▶ **Obiettivo**
Trasforma le righe dell'elenco qui sotto in una tabella Markdown con le colonne «N.» e «Riga», dove «N.» contiene il numero progressivo e «Riga» il testo della riga. Ometti le righe vuote.

▶ **Dati in ingresso**
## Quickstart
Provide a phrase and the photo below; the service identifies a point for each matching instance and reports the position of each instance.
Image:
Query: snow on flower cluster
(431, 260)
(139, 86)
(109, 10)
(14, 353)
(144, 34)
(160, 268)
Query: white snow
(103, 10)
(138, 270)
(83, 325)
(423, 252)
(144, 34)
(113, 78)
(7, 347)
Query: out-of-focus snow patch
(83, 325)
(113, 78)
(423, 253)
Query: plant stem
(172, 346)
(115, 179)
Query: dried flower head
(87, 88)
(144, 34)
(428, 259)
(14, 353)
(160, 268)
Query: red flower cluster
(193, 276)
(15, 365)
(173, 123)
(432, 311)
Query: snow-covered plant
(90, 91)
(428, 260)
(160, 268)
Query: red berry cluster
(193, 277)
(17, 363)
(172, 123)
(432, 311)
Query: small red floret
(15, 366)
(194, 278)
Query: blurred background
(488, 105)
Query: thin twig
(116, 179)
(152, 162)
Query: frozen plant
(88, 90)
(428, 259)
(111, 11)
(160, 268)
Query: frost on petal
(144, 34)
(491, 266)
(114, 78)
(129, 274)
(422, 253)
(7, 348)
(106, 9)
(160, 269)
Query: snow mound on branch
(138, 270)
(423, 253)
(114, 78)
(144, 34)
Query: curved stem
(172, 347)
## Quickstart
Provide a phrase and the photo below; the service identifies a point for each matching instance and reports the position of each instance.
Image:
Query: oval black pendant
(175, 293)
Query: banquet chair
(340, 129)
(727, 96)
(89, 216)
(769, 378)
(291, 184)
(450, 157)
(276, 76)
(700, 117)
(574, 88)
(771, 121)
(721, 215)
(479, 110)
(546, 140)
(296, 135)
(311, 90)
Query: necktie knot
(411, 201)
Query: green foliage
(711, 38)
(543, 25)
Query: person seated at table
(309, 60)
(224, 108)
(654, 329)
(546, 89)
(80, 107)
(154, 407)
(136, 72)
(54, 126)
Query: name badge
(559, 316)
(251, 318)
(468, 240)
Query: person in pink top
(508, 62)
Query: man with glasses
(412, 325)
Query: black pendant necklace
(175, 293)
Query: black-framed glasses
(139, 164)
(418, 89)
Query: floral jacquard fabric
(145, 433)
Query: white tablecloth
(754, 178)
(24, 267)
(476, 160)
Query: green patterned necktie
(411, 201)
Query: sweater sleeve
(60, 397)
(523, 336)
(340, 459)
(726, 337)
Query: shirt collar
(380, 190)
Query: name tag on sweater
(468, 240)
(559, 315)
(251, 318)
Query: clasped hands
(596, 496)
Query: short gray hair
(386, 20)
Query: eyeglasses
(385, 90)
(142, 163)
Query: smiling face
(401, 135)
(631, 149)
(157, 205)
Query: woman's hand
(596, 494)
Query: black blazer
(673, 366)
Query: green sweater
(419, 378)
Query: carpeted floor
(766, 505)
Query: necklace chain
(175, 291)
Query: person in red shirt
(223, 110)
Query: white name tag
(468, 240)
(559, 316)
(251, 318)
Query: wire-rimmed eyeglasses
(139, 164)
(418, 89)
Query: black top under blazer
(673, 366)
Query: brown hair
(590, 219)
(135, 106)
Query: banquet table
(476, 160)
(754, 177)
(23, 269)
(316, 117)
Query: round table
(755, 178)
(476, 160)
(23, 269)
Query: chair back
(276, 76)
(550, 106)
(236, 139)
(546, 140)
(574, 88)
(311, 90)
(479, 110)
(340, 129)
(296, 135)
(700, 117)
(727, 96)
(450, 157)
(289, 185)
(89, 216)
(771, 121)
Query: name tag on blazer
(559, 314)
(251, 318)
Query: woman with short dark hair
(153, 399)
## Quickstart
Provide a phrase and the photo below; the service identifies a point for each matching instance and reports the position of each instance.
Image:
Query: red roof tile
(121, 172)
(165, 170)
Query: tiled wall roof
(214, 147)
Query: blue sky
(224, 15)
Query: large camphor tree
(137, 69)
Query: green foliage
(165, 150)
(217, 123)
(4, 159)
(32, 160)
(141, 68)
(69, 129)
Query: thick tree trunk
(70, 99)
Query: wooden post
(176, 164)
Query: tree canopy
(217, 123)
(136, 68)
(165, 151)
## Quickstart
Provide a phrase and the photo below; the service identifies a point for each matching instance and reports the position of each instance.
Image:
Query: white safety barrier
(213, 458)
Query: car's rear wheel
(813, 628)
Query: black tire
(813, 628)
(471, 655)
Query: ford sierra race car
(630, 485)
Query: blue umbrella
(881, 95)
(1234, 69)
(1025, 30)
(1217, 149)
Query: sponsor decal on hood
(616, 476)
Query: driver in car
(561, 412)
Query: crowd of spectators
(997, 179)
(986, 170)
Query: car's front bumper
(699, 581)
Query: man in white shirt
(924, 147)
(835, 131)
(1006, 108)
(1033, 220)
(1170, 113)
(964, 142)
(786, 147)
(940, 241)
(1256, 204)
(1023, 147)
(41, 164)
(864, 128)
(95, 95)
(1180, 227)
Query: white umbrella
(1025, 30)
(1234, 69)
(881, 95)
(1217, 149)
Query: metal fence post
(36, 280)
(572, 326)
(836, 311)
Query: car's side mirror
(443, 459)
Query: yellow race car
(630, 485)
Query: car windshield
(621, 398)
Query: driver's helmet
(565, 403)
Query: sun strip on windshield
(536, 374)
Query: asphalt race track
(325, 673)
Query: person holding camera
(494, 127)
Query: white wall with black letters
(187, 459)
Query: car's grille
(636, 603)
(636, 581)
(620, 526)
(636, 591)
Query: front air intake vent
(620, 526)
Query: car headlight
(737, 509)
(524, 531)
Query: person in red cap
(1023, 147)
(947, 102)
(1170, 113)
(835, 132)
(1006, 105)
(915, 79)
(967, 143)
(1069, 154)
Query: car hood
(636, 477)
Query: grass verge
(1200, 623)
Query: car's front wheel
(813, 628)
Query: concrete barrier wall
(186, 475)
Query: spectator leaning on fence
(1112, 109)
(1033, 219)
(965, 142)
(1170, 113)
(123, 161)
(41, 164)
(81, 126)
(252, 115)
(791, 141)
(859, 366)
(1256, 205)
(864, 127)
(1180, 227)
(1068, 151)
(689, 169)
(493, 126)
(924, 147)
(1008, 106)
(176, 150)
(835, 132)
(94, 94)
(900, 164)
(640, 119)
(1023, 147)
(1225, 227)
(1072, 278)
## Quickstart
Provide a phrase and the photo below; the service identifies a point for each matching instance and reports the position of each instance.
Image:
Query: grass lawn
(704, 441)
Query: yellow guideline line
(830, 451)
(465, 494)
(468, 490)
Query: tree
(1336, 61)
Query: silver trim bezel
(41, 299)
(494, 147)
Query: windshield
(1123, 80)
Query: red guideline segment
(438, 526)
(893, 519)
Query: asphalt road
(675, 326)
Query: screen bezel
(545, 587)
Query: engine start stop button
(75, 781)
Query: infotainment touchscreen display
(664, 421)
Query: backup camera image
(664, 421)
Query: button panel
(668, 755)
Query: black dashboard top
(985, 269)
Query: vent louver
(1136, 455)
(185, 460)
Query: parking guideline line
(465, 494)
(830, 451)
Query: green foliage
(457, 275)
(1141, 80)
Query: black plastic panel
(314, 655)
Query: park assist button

▶ **Risposta**
| N. | Riga |
|---|---|
| 1 | ## Quickstart |
| 2 | Provide a phrase and the photo below; the service identifies a point for each matching instance and reports the position of each instance. |
| 3 | Image: |
| 4 | Query: snow on flower cluster |
| 5 | (431, 260) |
| 6 | (139, 86) |
| 7 | (109, 10) |
| 8 | (14, 353) |
| 9 | (144, 34) |
| 10 | (160, 268) |
| 11 | Query: white snow |
| 12 | (103, 10) |
| 13 | (138, 270) |
| 14 | (83, 325) |
| 15 | (423, 252) |
| 16 | (144, 34) |
| 17 | (113, 78) |
| 18 | (7, 347) |
| 19 | Query: out-of-focus snow patch |
| 20 | (83, 325) |
| 21 | (113, 78) |
| 22 | (423, 253) |
| 23 | Query: plant stem |
| 24 | (172, 346) |
| 25 | (115, 179) |
| 26 | Query: dried flower head |
| 27 | (87, 88) |
| 28 | (144, 34) |
| 29 | (428, 259) |
| 30 | (14, 353) |
| 31 | (160, 268) |
| 32 | Query: red flower cluster |
| 33 | (193, 276) |
| 34 | (15, 365) |
| 35 | (173, 123) |
| 36 | (432, 311) |
| 37 | Query: snow-covered plant |
| 38 | (90, 91) |
| 39 | (428, 260) |
| 40 | (160, 268) |
| 41 | Query: red berry cluster |
| 42 | (193, 277) |
| 43 | (17, 363) |
| 44 | (172, 123) |
| 45 | (432, 311) |
| 46 | Query: small red floret |
| 47 | (15, 366) |
| 48 | (194, 278) |
| 49 | Query: blurred background |
| 50 | (488, 105) |
| 51 | Query: thin twig |
| 52 | (116, 179) |
| 53 | (152, 162) |
| 54 | Query: frozen plant |
| 55 | (88, 90) |
| 56 | (428, 259) |
| 57 | (111, 11) |
| 58 | (160, 268) |
| 59 | Query: frost on petal |
| 60 | (144, 34) |
| 61 | (491, 266) |
| 62 | (114, 78) |
| 63 | (129, 274) |
| 64 | (422, 253) |
| 65 | (7, 348) |
| 66 | (106, 9) |
| 67 | (160, 269) |
| 68 | Query: snow mound on branch |
| 69 | (138, 270) |
| 70 | (423, 253) |
| 71 | (114, 78) |
| 72 | (144, 34) |
| 73 | Query: curved stem |
| 74 | (172, 347) |
| 75 | ## Quickstart |
| 76 | Provide a phrase and the photo below; the service identifies a point for each matching instance and reports the position of each instance. |
| 77 | Image: |
| 78 | Query: oval black pendant |
| 79 | (175, 293) |
| 80 | Query: banquet chair |
| 81 | (340, 129) |
| 82 | (727, 96) |
| 83 | (89, 216) |
| 84 | (769, 378) |
| 85 | (291, 184) |
| 86 | (450, 157) |
| 87 | (276, 76) |
| 88 | (700, 117) |
| 89 | (574, 88) |
| 90 | (771, 121) |
| 91 | (721, 215) |
| 92 | (479, 110) |
| 93 | (546, 140) |
| 94 | (296, 135) |
| 95 | (311, 90) |
| 96 | Query: necktie knot |
| 97 | (411, 201) |
| 98 | Query: green foliage |
| 99 | (711, 38) |
| 100 | (543, 25) |
| 101 | Query: person seated at table |
| 102 | (309, 60) |
| 103 | (224, 108) |
| 104 | (654, 329) |
| 105 | (546, 89) |
| 106 | (80, 107) |
| 107 | (154, 407) |
| 108 | (136, 72) |
| 109 | (54, 126) |
| 110 | Query: name badge |
| 111 | (559, 316) |
| 112 | (251, 318) |
| 113 | (468, 240) |
| 114 | Query: person in pink top |
| 115 | (508, 62) |
| 116 | Query: man with glasses |
| 117 | (412, 325) |
| 118 | Query: black pendant necklace |
| 119 | (175, 293) |
| 120 | Query: black-framed glasses |
| 121 | (139, 164) |
| 122 | (418, 89) |
| 123 | Query: floral jacquard fabric |
| 124 | (145, 433) |
| 125 | Query: white tablecloth |
| 126 | (754, 178) |
| 127 | (24, 267) |
| 128 | (476, 160) |
| 129 | Query: green patterned necktie |
| 130 | (411, 201) |
| 131 | Query: sweater sleeve |
| 132 | (60, 397) |
| 133 | (523, 336) |
| 134 | (340, 459) |
| 135 | (726, 337) |
| 136 | Query: shirt collar |
| 137 | (380, 190) |
| 138 | Query: name tag on sweater |
| 139 | (468, 240) |
| 140 | (559, 315) |
| 141 | (251, 318) |
| 142 | Query: clasped hands |
| 143 | (596, 496) |
| 144 | Query: short gray hair |
| 145 | (386, 20) |
| 146 | Query: eyeglasses |
| 147 | (385, 90) |
| 148 | (142, 163) |
| 149 | Query: smiling face |
| 150 | (401, 135) |
| 151 | (631, 149) |
| 152 | (157, 205) |
| 153 | Query: woman's hand |
| 154 | (596, 494) |
| 155 | Query: black blazer |
| 156 | (673, 366) |
| 157 | Query: green sweater |
| 158 | (419, 378) |
| 159 | Query: carpeted floor |
| 160 | (766, 505) |
| 161 | Query: necklace chain |
| 162 | (175, 291) |
| 163 | Query: person in red shirt |
| 164 | (223, 110) |
| 165 | Query: white name tag |
| 166 | (468, 240) |
| 167 | (559, 316) |
| 168 | (251, 318) |
| 169 | Query: wire-rimmed eyeglasses |
| 170 | (139, 164) |
| 171 | (418, 89) |
| 172 | Query: black top under blazer |
| 173 | (673, 366) |
| 174 | Query: brown hair |
| 175 | (590, 219) |
| 176 | (135, 106) |
| 177 | Query: banquet table |
| 178 | (476, 160) |
| 179 | (754, 177) |
| 180 | (23, 269) |
| 181 | (316, 117) |
| 182 | Query: round table |
| 183 | (755, 178) |
| 184 | (476, 160) |
| 185 | (23, 269) |
| 186 | Query: chair back |
| 187 | (276, 76) |
| 188 | (550, 106) |
| 189 | (236, 139) |
| 190 | (546, 140) |
| 191 | (574, 88) |
| 192 | (311, 90) |
| 193 | (479, 110) |
| 194 | (340, 129) |
| 195 | (296, 135) |
| 196 | (700, 117) |
| 197 | (727, 96) |
| 198 | (450, 157) |
| 199 | (289, 185) |
| 200 | (89, 216) |
| 201 | (771, 121) |
| 202 | Query: name tag on blazer |
| 203 | (559, 314) |
| 204 | (251, 318) |
| 205 | Query: woman with short dark hair |
| 206 | (153, 399) |
| 207 | ## Quickstart |
| 208 | Provide a phrase and the photo below; the service identifies a point for each matching instance and reports the position of each instance. |
| 209 | Image: |
| 210 | Query: red roof tile |
| 211 | (121, 172) |
| 212 | (165, 170) |
| 213 | Query: tiled wall roof |
| 214 | (214, 147) |
| 215 | Query: blue sky |
| 216 | (224, 15) |
| 217 | Query: large camphor tree |
| 218 | (137, 69) |
| 219 | Query: green foliage |
| 220 | (165, 150) |
| 221 | (217, 123) |
| 222 | (4, 159) |
| 223 | (32, 160) |
| 224 | (141, 68) |
| 225 | (69, 129) |
| 226 | Query: thick tree trunk |
| 227 | (70, 99) |
| 228 | Query: wooden post |
| 229 | (176, 164) |
| 230 | Query: tree canopy |
| 231 | (217, 123) |
| 232 | (136, 68) |
| 233 | (165, 151) |
| 234 | ## Quickstart |
| 235 | Provide a phrase and the photo below; the service identifies a point for each matching instance and reports the position of each instance. |
| 236 | Image: |
| 237 | Query: white safety barrier |
| 238 | (213, 458) |
| 239 | Query: car's rear wheel |
| 240 | (813, 628) |
| 241 | Query: black tire |
| 242 | (813, 628) |
| 243 | (471, 655) |
| 244 | Query: ford sierra race car |
| 245 | (630, 485) |
| 246 | Query: blue umbrella |
| 247 | (881, 95) |
| 248 | (1234, 69) |
| 249 | (1025, 30) |
| 250 | (1217, 149) |
| 251 | Query: sponsor decal on hood |
| 252 | (616, 476) |
| 253 | Query: driver in car |
| 254 | (561, 412) |
| 255 | Query: crowd of spectators |
| 256 | (997, 179) |
| 257 | (986, 170) |
| 258 | Query: car's front bumper |
| 259 | (699, 581) |
| 260 | Query: man in white shirt |
| 261 | (924, 147) |
| 262 | (835, 131) |
| 263 | (1006, 108) |
| 264 | (1033, 220) |
| 265 | (1170, 113) |
| 266 | (964, 142) |
| 267 | (786, 147) |
| 268 | (940, 241) |
| 269 | (1256, 204) |
| 270 | (1023, 147) |
| 271 | (41, 164) |
| 272 | (864, 128) |
| 273 | (95, 95) |
| 274 | (1180, 227) |
| 275 | Query: white umbrella |
| 276 | (1025, 30) |
| 277 | (1234, 69) |
| 278 | (881, 95) |
| 279 | (1217, 149) |
| 280 | Query: metal fence post |
| 281 | (36, 280) |
| 282 | (572, 326) |
| 283 | (836, 311) |
| 284 | Query: car's side mirror |
| 285 | (443, 459) |
| 286 | Query: yellow race car |
| 287 | (630, 485) |
| 288 | Query: car windshield |
| 289 | (621, 398) |
| 290 | Query: driver's helmet |
| 291 | (565, 403) |
| 292 | Query: sun strip on windshield |
| 293 | (536, 374) |
| 294 | Query: asphalt race track |
| 295 | (325, 673) |
| 296 | Query: person holding camera |
| 297 | (494, 127) |
| 298 | Query: white wall with black letters |
| 299 | (187, 459) |
| 300 | Query: car's grille |
| 301 | (636, 603) |
| 302 | (636, 581) |
| 303 | (620, 526) |
| 304 | (636, 591) |
| 305 | Query: front air intake vent |
| 306 | (620, 526) |
| 307 | Query: car headlight |
| 308 | (737, 509) |
| 309 | (524, 531) |
| 310 | Query: person in red cap |
| 311 | (1023, 147) |
| 312 | (947, 102) |
| 313 | (1170, 113) |
| 314 | (835, 132) |
| 315 | (1006, 105) |
| 316 | (915, 79) |
| 317 | (967, 143) |
| 318 | (1069, 154) |
| 319 | Query: car hood |
| 320 | (636, 477) |
| 321 | Query: grass verge |
| 322 | (1200, 623) |
| 323 | Query: car's front wheel |
| 324 | (813, 628) |
| 325 | Query: concrete barrier wall |
| 326 | (186, 475) |
| 327 | Query: spectator leaning on fence |
| 328 | (1112, 109) |
| 329 | (1033, 219) |
| 330 | (965, 142) |
| 331 | (1170, 113) |
| 332 | (123, 161) |
| 333 | (41, 164) |
| 334 | (81, 126) |
| 335 | (252, 115) |
| 336 | (791, 141) |
| 337 | (859, 366) |
| 338 | (1256, 205) |
| 339 | (864, 127) |
| 340 | (1180, 227) |
| 341 | (1068, 151) |
| 342 | (689, 169) |
| 343 | (493, 126) |
| 344 | (924, 147) |
| 345 | (1008, 106) |
| 346 | (176, 150) |
| 347 | (835, 132) |
| 348 | (94, 94) |
| 349 | (900, 164) |
| 350 | (640, 119) |
| 351 | (1023, 147) |
| 352 | (1225, 227) |
| 353 | (1072, 278) |
| 354 | ## Quickstart |
| 355 | Provide a phrase and the photo below; the service identifies a point for each matching instance and reports the position of each instance. |
| 356 | Image: |
| 357 | Query: grass lawn |
| 358 | (704, 441) |
| 359 | Query: yellow guideline line |
| 360 | (830, 451) |
| 361 | (465, 494) |
| 362 | (468, 490) |
| 363 | Query: tree |
| 364 | (1336, 61) |
| 365 | Query: silver trim bezel |
| 366 | (41, 299) |
| 367 | (494, 147) |
| 368 | Query: windshield |
| 369 | (1123, 80) |
| 370 | Query: red guideline segment |
| 371 | (438, 526) |
| 372 | (893, 519) |
| 373 | Query: asphalt road |
| 374 | (675, 326) |
| 375 | Query: screen bezel |
| 376 | (545, 587) |
| 377 | Query: engine start stop button |
| 378 | (75, 781) |
| 379 | Query: infotainment touchscreen display |
| 380 | (664, 421) |
| 381 | Query: backup camera image |
| 382 | (664, 421) |
| 383 | Query: button panel |
| 384 | (668, 755) |
| 385 | Query: black dashboard top |
| 386 | (985, 269) |
| 387 | Query: vent louver |
| 388 | (1136, 455) |
| 389 | (185, 460) |
| 390 | Query: parking guideline line |
| 391 | (465, 494) |
| 392 | (830, 451) |
| 393 | Query: green foliage |
| 394 | (457, 275) |
| 395 | (1141, 80) |
| 396 | Query: black plastic panel |
| 397 | (314, 655) |
| 398 | Query: park assist button |